Natural language region descriptions:

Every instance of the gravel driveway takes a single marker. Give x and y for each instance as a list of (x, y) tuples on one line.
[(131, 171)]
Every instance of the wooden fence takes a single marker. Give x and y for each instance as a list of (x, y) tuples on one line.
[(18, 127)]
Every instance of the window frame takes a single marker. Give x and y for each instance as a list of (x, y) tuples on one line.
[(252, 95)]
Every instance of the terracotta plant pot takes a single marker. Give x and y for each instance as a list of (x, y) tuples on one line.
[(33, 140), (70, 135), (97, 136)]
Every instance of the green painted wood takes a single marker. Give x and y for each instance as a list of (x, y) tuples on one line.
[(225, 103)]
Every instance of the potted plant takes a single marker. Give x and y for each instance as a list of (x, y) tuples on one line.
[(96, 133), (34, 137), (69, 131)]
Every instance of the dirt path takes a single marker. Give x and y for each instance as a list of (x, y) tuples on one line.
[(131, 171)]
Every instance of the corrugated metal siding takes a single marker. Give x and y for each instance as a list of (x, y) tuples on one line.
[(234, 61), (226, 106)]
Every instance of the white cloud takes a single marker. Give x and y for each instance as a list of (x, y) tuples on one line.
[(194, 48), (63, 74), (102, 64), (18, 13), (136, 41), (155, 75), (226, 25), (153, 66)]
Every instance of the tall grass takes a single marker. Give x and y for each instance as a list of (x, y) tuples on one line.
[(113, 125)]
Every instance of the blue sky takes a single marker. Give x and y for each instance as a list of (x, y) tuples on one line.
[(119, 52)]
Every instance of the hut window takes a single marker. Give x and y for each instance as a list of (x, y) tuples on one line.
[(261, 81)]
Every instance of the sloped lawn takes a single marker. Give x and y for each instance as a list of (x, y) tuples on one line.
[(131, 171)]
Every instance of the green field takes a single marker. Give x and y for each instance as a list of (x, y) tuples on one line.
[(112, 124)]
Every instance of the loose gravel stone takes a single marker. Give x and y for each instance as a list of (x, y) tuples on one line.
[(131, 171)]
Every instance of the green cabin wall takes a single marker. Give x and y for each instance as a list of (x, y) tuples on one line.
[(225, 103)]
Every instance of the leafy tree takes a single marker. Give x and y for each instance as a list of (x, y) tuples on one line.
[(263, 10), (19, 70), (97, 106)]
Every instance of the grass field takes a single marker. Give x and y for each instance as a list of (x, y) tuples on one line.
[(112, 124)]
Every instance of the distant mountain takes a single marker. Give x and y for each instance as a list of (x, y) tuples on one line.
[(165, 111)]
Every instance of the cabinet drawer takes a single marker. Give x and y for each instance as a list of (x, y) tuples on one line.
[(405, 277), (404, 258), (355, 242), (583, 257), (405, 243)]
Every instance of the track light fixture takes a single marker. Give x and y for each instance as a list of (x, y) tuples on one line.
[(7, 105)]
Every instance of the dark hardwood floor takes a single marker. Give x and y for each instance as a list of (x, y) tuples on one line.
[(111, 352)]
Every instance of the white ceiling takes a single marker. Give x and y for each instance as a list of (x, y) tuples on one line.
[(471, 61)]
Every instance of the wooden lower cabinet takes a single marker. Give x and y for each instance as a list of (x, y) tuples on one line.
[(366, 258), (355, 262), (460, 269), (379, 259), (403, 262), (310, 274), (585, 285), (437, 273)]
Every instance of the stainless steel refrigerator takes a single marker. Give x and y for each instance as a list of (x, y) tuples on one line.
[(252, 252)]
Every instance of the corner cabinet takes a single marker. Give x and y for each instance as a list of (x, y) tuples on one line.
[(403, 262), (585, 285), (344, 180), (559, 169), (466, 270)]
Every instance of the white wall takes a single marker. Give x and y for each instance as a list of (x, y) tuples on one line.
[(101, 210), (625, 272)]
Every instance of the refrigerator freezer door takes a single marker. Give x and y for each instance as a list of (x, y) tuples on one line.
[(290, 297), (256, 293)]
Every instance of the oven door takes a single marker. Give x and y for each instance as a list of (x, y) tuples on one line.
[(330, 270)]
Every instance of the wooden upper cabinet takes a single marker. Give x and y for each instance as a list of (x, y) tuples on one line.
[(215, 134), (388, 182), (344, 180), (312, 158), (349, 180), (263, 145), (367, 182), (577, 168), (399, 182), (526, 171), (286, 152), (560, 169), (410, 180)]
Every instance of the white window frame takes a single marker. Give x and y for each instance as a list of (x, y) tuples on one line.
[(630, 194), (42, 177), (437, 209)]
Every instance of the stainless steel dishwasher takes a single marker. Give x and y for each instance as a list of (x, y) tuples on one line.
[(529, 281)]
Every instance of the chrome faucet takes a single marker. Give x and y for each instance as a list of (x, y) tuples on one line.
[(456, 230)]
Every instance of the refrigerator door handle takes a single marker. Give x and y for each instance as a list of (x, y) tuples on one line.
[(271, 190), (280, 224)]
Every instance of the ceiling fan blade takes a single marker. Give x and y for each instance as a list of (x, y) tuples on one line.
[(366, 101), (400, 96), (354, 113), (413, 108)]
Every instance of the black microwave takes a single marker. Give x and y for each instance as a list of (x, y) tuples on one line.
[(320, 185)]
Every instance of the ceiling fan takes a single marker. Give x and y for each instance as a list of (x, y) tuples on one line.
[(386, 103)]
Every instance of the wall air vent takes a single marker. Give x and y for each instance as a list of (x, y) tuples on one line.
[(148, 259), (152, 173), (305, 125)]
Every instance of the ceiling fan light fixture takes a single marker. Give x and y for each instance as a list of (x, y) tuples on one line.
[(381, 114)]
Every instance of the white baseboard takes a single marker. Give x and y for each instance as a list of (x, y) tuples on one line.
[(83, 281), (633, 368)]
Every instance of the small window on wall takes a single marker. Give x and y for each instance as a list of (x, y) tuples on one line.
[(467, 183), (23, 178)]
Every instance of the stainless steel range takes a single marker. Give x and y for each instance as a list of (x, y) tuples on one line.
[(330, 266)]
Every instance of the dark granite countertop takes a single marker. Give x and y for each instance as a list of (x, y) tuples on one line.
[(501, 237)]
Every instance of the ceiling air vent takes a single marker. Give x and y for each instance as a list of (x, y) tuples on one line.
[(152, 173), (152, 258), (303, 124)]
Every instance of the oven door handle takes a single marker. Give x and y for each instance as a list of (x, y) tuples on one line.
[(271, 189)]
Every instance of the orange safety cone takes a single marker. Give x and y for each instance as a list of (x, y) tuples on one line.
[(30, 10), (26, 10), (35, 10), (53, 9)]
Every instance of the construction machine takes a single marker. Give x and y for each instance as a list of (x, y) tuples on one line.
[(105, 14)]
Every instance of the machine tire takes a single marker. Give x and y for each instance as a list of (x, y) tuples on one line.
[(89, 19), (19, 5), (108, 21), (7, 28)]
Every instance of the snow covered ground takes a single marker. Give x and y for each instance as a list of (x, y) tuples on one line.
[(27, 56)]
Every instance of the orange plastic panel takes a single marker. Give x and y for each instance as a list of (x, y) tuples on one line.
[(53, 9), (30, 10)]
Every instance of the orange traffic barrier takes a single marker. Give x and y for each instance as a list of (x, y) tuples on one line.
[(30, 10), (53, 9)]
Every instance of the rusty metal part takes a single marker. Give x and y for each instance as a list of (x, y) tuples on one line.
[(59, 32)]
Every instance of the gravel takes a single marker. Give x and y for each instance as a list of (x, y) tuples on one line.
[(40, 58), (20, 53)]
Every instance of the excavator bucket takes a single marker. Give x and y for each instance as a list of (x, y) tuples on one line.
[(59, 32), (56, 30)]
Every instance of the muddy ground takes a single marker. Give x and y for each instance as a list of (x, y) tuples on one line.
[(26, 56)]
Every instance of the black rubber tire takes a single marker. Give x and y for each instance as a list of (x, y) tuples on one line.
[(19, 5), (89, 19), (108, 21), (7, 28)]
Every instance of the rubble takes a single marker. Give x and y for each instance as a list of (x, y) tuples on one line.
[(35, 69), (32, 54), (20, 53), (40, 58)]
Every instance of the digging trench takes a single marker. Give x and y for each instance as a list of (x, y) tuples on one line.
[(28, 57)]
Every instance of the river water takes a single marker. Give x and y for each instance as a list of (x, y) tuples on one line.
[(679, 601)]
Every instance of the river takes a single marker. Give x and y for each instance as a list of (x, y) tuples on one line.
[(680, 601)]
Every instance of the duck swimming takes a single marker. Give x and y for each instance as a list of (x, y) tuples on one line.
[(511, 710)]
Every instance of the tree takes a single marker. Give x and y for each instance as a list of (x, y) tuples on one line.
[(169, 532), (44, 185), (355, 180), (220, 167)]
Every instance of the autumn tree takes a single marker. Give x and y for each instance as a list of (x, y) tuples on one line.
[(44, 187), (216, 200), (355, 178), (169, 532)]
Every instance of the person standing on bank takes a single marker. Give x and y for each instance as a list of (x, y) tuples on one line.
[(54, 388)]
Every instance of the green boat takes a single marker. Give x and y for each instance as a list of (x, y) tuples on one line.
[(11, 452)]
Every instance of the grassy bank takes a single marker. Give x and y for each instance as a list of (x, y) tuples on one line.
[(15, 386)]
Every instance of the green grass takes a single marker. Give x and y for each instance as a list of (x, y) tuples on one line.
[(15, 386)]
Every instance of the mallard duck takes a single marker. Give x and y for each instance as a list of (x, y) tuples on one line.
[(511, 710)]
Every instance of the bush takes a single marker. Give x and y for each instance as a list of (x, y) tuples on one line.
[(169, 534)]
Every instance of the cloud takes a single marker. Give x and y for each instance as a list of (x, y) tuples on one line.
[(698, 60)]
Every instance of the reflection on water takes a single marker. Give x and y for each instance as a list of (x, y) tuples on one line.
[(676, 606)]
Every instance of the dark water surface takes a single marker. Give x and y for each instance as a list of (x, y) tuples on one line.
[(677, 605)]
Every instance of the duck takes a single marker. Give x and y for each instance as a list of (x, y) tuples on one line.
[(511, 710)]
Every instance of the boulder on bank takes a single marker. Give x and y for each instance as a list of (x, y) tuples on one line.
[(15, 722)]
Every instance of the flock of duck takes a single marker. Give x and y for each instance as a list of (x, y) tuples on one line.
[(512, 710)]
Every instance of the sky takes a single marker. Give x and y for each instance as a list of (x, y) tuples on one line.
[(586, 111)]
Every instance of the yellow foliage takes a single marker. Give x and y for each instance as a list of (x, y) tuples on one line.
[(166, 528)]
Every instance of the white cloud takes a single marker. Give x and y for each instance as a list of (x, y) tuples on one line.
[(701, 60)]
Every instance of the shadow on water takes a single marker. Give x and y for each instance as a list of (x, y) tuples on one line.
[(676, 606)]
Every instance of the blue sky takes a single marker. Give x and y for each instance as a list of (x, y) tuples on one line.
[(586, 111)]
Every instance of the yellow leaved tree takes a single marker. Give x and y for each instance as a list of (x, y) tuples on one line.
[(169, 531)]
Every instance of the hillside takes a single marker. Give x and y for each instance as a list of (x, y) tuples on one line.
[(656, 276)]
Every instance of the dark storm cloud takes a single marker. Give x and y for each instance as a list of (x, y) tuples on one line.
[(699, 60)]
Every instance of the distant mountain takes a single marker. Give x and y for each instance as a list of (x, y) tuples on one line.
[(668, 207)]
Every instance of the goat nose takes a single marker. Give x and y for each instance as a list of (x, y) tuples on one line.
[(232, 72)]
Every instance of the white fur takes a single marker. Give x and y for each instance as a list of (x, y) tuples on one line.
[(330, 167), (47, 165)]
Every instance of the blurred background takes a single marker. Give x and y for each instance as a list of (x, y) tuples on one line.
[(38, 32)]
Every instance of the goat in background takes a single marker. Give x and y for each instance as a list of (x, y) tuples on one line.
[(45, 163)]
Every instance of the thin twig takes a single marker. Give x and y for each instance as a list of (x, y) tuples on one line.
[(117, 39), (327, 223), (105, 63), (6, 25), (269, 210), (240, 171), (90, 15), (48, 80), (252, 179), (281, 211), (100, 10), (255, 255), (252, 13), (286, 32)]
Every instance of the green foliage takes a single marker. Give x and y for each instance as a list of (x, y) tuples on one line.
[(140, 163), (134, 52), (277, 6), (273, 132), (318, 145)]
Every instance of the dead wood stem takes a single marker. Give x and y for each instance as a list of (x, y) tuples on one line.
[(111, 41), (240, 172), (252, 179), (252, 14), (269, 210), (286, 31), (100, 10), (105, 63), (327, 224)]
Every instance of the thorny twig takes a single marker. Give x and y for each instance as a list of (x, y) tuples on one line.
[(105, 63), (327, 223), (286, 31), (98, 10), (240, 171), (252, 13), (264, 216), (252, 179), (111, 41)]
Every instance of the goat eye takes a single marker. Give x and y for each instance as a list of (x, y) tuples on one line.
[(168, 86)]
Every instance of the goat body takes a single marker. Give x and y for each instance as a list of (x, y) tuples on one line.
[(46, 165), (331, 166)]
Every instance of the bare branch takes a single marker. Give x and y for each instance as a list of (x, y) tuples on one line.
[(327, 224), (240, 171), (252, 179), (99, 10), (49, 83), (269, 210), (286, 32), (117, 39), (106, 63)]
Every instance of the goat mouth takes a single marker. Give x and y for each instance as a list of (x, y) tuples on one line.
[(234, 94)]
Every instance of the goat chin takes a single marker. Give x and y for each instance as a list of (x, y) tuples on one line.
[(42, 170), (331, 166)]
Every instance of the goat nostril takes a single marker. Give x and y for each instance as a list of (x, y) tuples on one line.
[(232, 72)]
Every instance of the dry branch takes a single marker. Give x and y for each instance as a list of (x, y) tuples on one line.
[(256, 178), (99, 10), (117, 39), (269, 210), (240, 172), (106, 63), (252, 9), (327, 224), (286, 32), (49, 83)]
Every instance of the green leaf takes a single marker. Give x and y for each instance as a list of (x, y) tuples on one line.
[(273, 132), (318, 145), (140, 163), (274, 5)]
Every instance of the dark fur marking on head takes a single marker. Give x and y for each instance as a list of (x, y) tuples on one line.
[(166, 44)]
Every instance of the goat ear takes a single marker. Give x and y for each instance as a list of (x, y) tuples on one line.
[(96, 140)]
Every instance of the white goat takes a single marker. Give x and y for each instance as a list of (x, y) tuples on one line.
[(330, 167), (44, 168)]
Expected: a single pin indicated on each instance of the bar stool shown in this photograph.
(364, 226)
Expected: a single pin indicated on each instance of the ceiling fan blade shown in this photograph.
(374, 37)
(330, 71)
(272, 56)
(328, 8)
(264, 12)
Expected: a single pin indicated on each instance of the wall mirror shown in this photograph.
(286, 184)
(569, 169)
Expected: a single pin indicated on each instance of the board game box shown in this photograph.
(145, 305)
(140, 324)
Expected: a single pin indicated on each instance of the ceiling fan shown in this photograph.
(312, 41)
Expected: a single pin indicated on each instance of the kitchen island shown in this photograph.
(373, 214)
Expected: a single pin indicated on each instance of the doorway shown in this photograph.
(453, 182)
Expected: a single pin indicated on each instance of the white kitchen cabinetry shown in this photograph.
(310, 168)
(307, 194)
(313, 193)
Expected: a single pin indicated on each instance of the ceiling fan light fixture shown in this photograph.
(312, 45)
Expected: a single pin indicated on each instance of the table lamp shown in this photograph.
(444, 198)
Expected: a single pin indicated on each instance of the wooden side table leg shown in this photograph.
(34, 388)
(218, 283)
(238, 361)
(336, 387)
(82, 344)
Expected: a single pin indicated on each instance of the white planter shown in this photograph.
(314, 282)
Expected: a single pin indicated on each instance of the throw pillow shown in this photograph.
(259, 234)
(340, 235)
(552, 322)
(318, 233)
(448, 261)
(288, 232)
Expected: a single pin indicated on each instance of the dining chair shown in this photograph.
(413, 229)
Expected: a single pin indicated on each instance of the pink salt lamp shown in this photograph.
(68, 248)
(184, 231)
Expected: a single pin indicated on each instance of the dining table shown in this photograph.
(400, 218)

WHAT YOU WILL DO » Reproduce exactly the line that contains "Every instance of the white goat" together with each line after it to the end of the entries; include no other lines.

EXERCISE RESULT »
Every instance of the white goat takes a single marker. Give x and y for each instance as a list of (x, y) tuples on one line.
[(330, 167), (44, 168)]
Expected: a single pin indicated on each instance of the bar stool shown in this photograph.
(364, 226)
Expected: a single pin indicated on each instance of the ceiling fan blade shown in this photograph.
(374, 37)
(330, 71)
(272, 56)
(328, 8)
(264, 12)
Expected: a single pin indicated on each instance of the wall mirror shown in this photograph.
(286, 184)
(569, 169)
Expected: a single pin indicated on each instance of the board game box shown in this photograph.
(145, 305)
(140, 324)
Expected: a single pin indicated on each instance of the ceiling fan shown in this photograph.
(312, 41)
Expected: a single pin indicated on each instance of the kitchen island shown in this photograph.
(373, 214)
Expected: a single pin indicated on each instance of the doorway shown in this photograph.
(453, 182)
Expected: a single pin indicated on each instance of the white kitchen cabinetry shown in this photograph.
(310, 168)
(307, 194)
(313, 193)
Expected: a single pin indicated on each instance of the ceiling fan light fixture shown in this photograph.
(312, 45)
Expected: a single pin indicated on each instance of the table lamp shown in this photograph.
(444, 198)
Expected: a single pin indicated on each instance of the wooden side table leg shown in this photograph.
(34, 388)
(218, 283)
(238, 361)
(336, 387)
(82, 344)
Expected: a single pin indicated on each instance of the white planter shown in this photograph.
(314, 282)
Expected: a single pin indicated on each instance of the throw pillow shown in this photograph.
(259, 234)
(340, 235)
(552, 322)
(318, 233)
(448, 261)
(288, 232)
Expected: a single pin indicated on each instance of the dining chair shown in this photograph.
(413, 229)
Expected: a single pin indicated on each instance of the pink salt lamp shown in this photograph.
(68, 248)
(184, 231)
Expected: a single pin indicated on each instance of the dining table shown in this photograph.
(400, 218)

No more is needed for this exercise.